▶ RECORDED INFORMATION
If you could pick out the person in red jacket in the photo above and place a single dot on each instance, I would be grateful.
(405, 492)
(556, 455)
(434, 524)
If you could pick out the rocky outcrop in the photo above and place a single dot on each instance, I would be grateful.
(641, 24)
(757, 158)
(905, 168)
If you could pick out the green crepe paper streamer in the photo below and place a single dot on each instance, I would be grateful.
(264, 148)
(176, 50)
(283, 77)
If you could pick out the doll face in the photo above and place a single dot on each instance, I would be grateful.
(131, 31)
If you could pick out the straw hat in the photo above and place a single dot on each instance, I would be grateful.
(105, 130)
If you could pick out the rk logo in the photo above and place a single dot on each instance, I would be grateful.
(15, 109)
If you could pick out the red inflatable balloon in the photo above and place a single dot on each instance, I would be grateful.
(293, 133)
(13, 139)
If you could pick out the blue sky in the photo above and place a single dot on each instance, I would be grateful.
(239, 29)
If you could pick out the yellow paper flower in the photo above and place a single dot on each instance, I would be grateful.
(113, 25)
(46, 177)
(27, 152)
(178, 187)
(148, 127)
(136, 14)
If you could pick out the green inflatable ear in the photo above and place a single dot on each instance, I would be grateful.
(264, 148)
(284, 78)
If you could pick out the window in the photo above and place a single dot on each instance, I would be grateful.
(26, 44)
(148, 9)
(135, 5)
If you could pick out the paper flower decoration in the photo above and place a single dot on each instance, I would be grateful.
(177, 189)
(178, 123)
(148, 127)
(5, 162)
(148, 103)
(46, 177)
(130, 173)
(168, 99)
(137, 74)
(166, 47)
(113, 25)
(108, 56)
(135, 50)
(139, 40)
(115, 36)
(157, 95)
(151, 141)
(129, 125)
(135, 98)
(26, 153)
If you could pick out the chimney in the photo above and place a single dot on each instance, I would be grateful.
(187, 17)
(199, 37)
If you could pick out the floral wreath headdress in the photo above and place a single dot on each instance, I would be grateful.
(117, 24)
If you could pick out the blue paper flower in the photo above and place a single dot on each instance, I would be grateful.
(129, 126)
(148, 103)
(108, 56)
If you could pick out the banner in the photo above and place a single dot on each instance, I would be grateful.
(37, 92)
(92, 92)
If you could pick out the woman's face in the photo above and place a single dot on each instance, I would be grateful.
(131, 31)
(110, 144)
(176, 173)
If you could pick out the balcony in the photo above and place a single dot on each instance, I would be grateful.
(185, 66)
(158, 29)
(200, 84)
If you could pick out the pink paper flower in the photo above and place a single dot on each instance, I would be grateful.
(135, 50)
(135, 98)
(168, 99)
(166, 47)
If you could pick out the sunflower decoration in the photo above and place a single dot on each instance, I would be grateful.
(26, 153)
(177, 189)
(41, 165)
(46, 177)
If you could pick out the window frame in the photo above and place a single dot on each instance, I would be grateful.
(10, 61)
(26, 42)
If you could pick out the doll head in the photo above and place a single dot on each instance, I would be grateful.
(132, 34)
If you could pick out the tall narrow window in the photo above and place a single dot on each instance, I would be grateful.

▶ WORK REQUEST
Take the line containing "If you could pick out the banner" and each line after it up to the last line of the listing, and print them exactly.

▶ TASK RESULT
If you could pick out the banner in the photo above and place a single dot on each instance, I would be grateful.
(37, 92)
(92, 92)
If you could pick out the woman's face in the photo above and place a single dot on each instance, I would be grateful.
(131, 31)
(110, 144)
(176, 173)
If you could pick out the balcony in the photo above and place a single dot on each instance, I would be grateful.
(185, 66)
(158, 29)
(200, 84)
If you could pick out the pink paper flower in the photo above and place a single dot on each instance, I would be grateful.
(135, 50)
(135, 98)
(168, 99)
(166, 47)
If you could pick out the sunflower decoration in the photo above and place a single dot on each instance, I would be grateful.
(26, 153)
(177, 189)
(41, 165)
(46, 177)
If you could pick out the window frame in the photo above and place a single dot on each instance, I would be grateful.
(10, 61)
(26, 42)
If you could pick out the doll head in the photo above and place a single dot on each instance, I would be grateful.
(132, 34)
If you could pick out the tall narrow window in the photo above and place a single dot on each instance, I would be grateful.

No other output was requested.